Return each line in the rows below that contains the word "wall".

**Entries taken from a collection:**
* Begin *

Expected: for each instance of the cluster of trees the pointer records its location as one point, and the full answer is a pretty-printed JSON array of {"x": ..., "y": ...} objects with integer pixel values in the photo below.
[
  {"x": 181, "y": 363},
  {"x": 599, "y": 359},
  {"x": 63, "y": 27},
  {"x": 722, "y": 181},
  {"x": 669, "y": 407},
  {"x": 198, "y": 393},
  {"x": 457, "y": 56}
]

* End *
* Begin *

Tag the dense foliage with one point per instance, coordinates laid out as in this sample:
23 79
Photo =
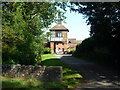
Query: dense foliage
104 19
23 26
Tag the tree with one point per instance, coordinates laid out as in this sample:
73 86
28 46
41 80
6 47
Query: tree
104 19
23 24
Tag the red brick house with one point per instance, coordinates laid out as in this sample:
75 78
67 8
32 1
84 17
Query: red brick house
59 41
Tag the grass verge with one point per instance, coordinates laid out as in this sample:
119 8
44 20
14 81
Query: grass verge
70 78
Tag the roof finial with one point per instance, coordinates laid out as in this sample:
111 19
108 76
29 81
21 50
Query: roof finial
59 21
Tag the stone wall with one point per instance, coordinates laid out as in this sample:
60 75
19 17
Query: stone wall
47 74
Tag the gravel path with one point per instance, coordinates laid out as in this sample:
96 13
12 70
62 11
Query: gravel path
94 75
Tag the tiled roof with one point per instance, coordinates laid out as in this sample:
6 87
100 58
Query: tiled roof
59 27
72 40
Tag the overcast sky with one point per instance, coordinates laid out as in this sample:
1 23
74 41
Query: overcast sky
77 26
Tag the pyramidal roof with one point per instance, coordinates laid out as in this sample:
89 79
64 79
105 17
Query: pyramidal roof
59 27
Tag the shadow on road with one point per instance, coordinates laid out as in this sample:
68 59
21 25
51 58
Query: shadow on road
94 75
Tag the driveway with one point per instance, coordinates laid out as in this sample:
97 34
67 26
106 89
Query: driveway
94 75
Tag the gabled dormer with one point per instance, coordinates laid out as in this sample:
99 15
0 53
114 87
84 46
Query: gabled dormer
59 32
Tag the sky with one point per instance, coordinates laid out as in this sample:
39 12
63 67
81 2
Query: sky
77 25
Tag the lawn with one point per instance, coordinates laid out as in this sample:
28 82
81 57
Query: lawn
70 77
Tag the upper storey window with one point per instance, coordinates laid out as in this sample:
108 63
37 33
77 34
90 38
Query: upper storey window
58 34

* End *
* Begin *

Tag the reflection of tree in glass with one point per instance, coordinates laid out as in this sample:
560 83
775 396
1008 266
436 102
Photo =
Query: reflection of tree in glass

* End *

**Complete answer:**
Tag the stone wall with one point per instance, coordinates laid out as in this sample:
Query: stone wall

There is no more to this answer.